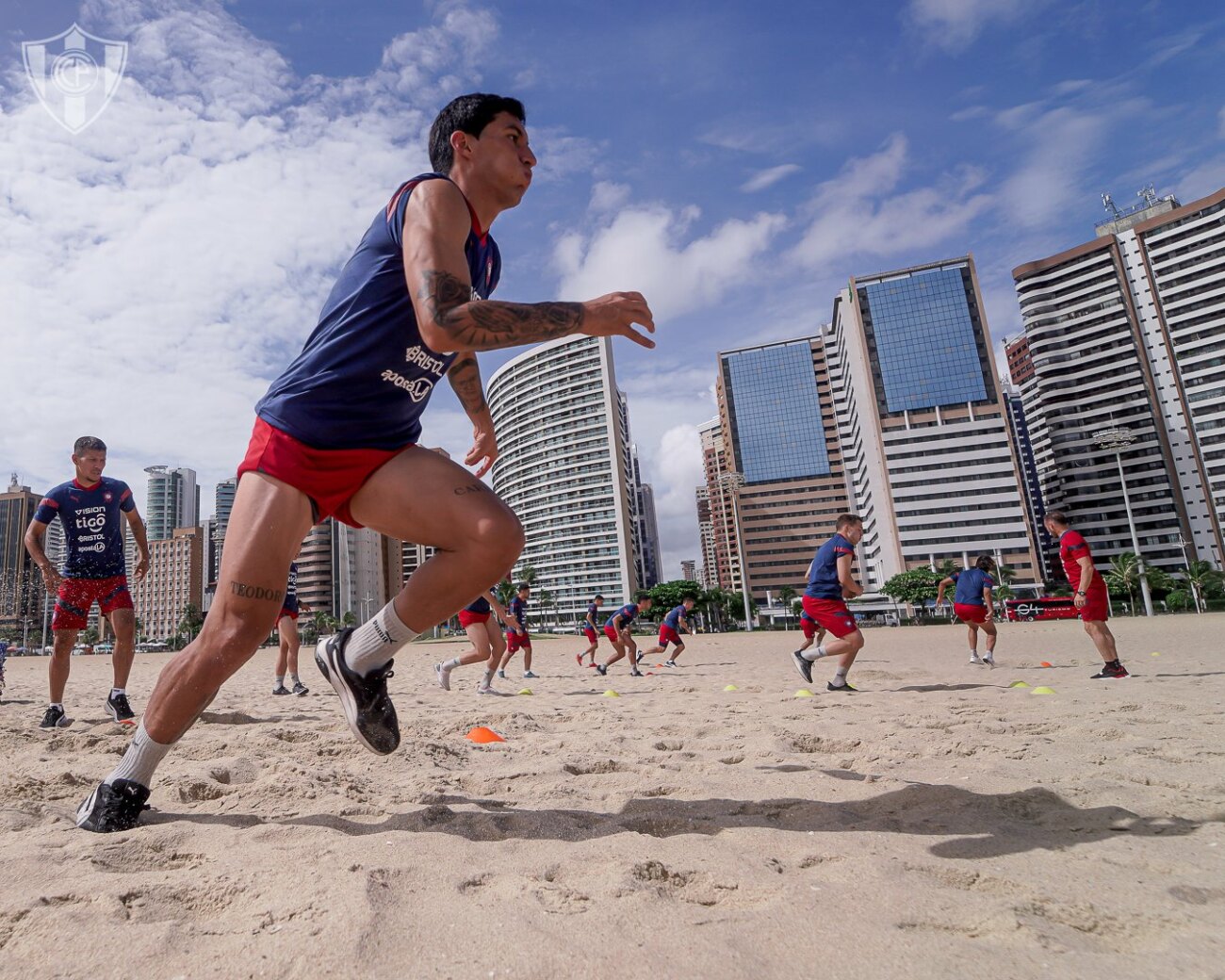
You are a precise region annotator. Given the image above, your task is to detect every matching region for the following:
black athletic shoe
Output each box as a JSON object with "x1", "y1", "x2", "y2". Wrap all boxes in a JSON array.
[
  {"x1": 76, "y1": 779, "x2": 150, "y2": 834},
  {"x1": 315, "y1": 626, "x2": 400, "y2": 756},
  {"x1": 106, "y1": 694, "x2": 136, "y2": 722}
]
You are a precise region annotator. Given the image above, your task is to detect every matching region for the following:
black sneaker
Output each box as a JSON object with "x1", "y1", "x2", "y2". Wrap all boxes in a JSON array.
[
  {"x1": 315, "y1": 626, "x2": 400, "y2": 756},
  {"x1": 106, "y1": 694, "x2": 136, "y2": 722},
  {"x1": 76, "y1": 779, "x2": 150, "y2": 834}
]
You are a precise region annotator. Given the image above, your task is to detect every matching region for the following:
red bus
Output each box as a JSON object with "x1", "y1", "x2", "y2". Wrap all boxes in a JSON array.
[{"x1": 1004, "y1": 596, "x2": 1079, "y2": 622}]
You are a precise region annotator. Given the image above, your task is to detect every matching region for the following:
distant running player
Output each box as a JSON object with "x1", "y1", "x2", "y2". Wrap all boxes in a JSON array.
[
  {"x1": 792, "y1": 514, "x2": 864, "y2": 693},
  {"x1": 272, "y1": 561, "x2": 310, "y2": 697},
  {"x1": 77, "y1": 93, "x2": 654, "y2": 832},
  {"x1": 596, "y1": 592, "x2": 650, "y2": 678},
  {"x1": 433, "y1": 589, "x2": 509, "y2": 694},
  {"x1": 936, "y1": 555, "x2": 999, "y2": 668},
  {"x1": 25, "y1": 436, "x2": 150, "y2": 727},
  {"x1": 640, "y1": 593, "x2": 697, "y2": 666},
  {"x1": 498, "y1": 582, "x2": 538, "y2": 680},
  {"x1": 576, "y1": 596, "x2": 604, "y2": 666},
  {"x1": 1042, "y1": 511, "x2": 1128, "y2": 681}
]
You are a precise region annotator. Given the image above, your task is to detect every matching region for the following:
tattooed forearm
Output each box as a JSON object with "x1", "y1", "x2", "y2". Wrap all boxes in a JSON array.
[
  {"x1": 448, "y1": 354, "x2": 489, "y2": 416},
  {"x1": 417, "y1": 270, "x2": 583, "y2": 351}
]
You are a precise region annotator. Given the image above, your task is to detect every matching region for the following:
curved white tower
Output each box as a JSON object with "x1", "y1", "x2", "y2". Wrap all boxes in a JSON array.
[{"x1": 489, "y1": 337, "x2": 637, "y2": 624}]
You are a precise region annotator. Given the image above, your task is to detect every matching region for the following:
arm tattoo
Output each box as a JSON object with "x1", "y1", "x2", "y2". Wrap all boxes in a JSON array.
[
  {"x1": 448, "y1": 354, "x2": 487, "y2": 416},
  {"x1": 417, "y1": 270, "x2": 583, "y2": 351}
]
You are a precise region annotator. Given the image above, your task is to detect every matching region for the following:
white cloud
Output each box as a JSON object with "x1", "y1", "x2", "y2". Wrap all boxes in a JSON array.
[
  {"x1": 740, "y1": 163, "x2": 804, "y2": 193},
  {"x1": 906, "y1": 0, "x2": 1044, "y2": 53},
  {"x1": 554, "y1": 204, "x2": 785, "y2": 325},
  {"x1": 0, "y1": 0, "x2": 497, "y2": 504}
]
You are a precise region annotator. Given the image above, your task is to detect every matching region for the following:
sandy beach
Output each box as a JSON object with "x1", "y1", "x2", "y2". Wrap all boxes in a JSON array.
[{"x1": 0, "y1": 615, "x2": 1225, "y2": 980}]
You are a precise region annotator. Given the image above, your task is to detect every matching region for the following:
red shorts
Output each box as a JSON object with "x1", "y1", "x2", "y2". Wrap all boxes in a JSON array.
[
  {"x1": 52, "y1": 575, "x2": 132, "y2": 631},
  {"x1": 506, "y1": 629, "x2": 531, "y2": 653},
  {"x1": 803, "y1": 596, "x2": 858, "y2": 640},
  {"x1": 1078, "y1": 585, "x2": 1110, "y2": 622},
  {"x1": 953, "y1": 603, "x2": 988, "y2": 622},
  {"x1": 460, "y1": 609, "x2": 489, "y2": 629},
  {"x1": 659, "y1": 622, "x2": 685, "y2": 646},
  {"x1": 237, "y1": 417, "x2": 413, "y2": 528}
]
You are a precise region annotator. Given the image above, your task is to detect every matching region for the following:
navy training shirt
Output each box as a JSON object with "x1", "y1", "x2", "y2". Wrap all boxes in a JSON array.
[
  {"x1": 254, "y1": 174, "x2": 502, "y2": 449},
  {"x1": 804, "y1": 534, "x2": 855, "y2": 599},
  {"x1": 950, "y1": 568, "x2": 995, "y2": 607},
  {"x1": 34, "y1": 477, "x2": 136, "y2": 579}
]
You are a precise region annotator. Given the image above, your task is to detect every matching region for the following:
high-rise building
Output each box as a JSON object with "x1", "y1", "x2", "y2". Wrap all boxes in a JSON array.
[
  {"x1": 1013, "y1": 188, "x2": 1225, "y2": 571},
  {"x1": 489, "y1": 337, "x2": 638, "y2": 622},
  {"x1": 710, "y1": 337, "x2": 850, "y2": 603},
  {"x1": 129, "y1": 527, "x2": 204, "y2": 640},
  {"x1": 144, "y1": 466, "x2": 200, "y2": 542},
  {"x1": 0, "y1": 473, "x2": 47, "y2": 644},
  {"x1": 825, "y1": 256, "x2": 1041, "y2": 589}
]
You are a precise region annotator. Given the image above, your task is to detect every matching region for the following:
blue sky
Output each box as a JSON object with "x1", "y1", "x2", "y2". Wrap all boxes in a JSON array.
[{"x1": 0, "y1": 0, "x2": 1225, "y2": 576}]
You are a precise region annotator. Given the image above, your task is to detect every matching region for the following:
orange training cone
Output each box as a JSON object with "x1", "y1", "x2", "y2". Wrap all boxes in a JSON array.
[{"x1": 465, "y1": 726, "x2": 506, "y2": 744}]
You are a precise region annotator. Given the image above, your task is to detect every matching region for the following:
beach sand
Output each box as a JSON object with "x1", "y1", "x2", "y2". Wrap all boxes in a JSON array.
[{"x1": 0, "y1": 615, "x2": 1225, "y2": 980}]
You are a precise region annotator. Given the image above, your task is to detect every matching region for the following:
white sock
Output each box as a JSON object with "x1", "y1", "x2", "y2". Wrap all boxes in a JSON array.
[
  {"x1": 344, "y1": 603, "x2": 416, "y2": 677},
  {"x1": 102, "y1": 718, "x2": 171, "y2": 789}
]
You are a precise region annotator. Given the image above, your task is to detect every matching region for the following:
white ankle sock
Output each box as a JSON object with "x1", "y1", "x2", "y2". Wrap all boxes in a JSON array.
[
  {"x1": 102, "y1": 718, "x2": 171, "y2": 789},
  {"x1": 344, "y1": 603, "x2": 416, "y2": 677}
]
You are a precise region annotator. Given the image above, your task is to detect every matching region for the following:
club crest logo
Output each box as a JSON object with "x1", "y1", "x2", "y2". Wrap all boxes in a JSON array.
[{"x1": 21, "y1": 24, "x2": 127, "y2": 135}]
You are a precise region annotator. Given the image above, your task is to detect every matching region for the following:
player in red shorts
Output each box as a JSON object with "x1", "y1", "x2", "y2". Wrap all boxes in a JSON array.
[
  {"x1": 792, "y1": 514, "x2": 864, "y2": 693},
  {"x1": 638, "y1": 593, "x2": 697, "y2": 666},
  {"x1": 25, "y1": 436, "x2": 150, "y2": 727},
  {"x1": 1042, "y1": 511, "x2": 1127, "y2": 681},
  {"x1": 433, "y1": 589, "x2": 507, "y2": 694},
  {"x1": 575, "y1": 596, "x2": 604, "y2": 666},
  {"x1": 936, "y1": 555, "x2": 999, "y2": 668},
  {"x1": 76, "y1": 93, "x2": 654, "y2": 832}
]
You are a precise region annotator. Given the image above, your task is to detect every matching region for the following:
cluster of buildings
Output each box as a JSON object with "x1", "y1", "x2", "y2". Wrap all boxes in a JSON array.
[{"x1": 697, "y1": 188, "x2": 1225, "y2": 607}]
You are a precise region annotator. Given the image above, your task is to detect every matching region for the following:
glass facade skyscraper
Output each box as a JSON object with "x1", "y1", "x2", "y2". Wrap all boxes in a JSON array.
[{"x1": 719, "y1": 340, "x2": 832, "y2": 484}]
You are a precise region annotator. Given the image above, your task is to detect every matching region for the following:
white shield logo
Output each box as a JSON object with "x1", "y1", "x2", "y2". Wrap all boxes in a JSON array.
[{"x1": 21, "y1": 24, "x2": 127, "y2": 134}]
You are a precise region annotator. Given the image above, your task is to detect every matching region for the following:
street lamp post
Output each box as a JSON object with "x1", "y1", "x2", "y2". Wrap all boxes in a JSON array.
[
  {"x1": 719, "y1": 473, "x2": 754, "y2": 633},
  {"x1": 1093, "y1": 425, "x2": 1152, "y2": 616}
]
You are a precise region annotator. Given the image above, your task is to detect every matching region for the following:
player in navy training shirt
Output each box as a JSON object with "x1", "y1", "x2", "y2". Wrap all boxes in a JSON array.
[
  {"x1": 596, "y1": 591, "x2": 650, "y2": 678},
  {"x1": 792, "y1": 514, "x2": 864, "y2": 691},
  {"x1": 936, "y1": 555, "x2": 999, "y2": 668},
  {"x1": 25, "y1": 436, "x2": 150, "y2": 727},
  {"x1": 77, "y1": 93, "x2": 654, "y2": 832}
]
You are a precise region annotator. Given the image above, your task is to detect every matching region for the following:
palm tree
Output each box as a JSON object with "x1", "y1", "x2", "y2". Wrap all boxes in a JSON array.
[
  {"x1": 1102, "y1": 551, "x2": 1140, "y2": 616},
  {"x1": 778, "y1": 585, "x2": 795, "y2": 629}
]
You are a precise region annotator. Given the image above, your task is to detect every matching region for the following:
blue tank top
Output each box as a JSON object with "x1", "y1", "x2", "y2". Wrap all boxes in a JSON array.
[{"x1": 254, "y1": 174, "x2": 502, "y2": 449}]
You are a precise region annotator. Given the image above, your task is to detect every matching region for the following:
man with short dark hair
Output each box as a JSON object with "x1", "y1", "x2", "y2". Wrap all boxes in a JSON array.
[
  {"x1": 25, "y1": 436, "x2": 150, "y2": 729},
  {"x1": 77, "y1": 93, "x2": 654, "y2": 832},
  {"x1": 1042, "y1": 511, "x2": 1128, "y2": 681},
  {"x1": 792, "y1": 514, "x2": 864, "y2": 693}
]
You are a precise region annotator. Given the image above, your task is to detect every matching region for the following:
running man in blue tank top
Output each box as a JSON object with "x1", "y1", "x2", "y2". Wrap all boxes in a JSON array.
[{"x1": 77, "y1": 93, "x2": 654, "y2": 832}]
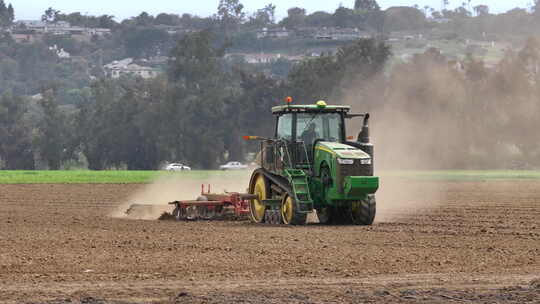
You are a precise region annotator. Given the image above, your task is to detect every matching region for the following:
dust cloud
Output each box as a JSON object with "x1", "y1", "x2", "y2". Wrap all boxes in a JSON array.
[
  {"x1": 339, "y1": 45, "x2": 540, "y2": 222},
  {"x1": 110, "y1": 171, "x2": 251, "y2": 220}
]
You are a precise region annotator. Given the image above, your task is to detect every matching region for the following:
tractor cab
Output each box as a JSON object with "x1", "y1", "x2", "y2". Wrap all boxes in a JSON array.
[{"x1": 272, "y1": 101, "x2": 350, "y2": 169}]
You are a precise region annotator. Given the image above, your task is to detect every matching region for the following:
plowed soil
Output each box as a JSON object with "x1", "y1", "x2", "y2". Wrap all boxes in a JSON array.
[{"x1": 0, "y1": 180, "x2": 540, "y2": 303}]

• Set exercise
Count the lines in the rows above that contain the string "player", matching case exactly. Reply with the number alone.

• Exercise response
3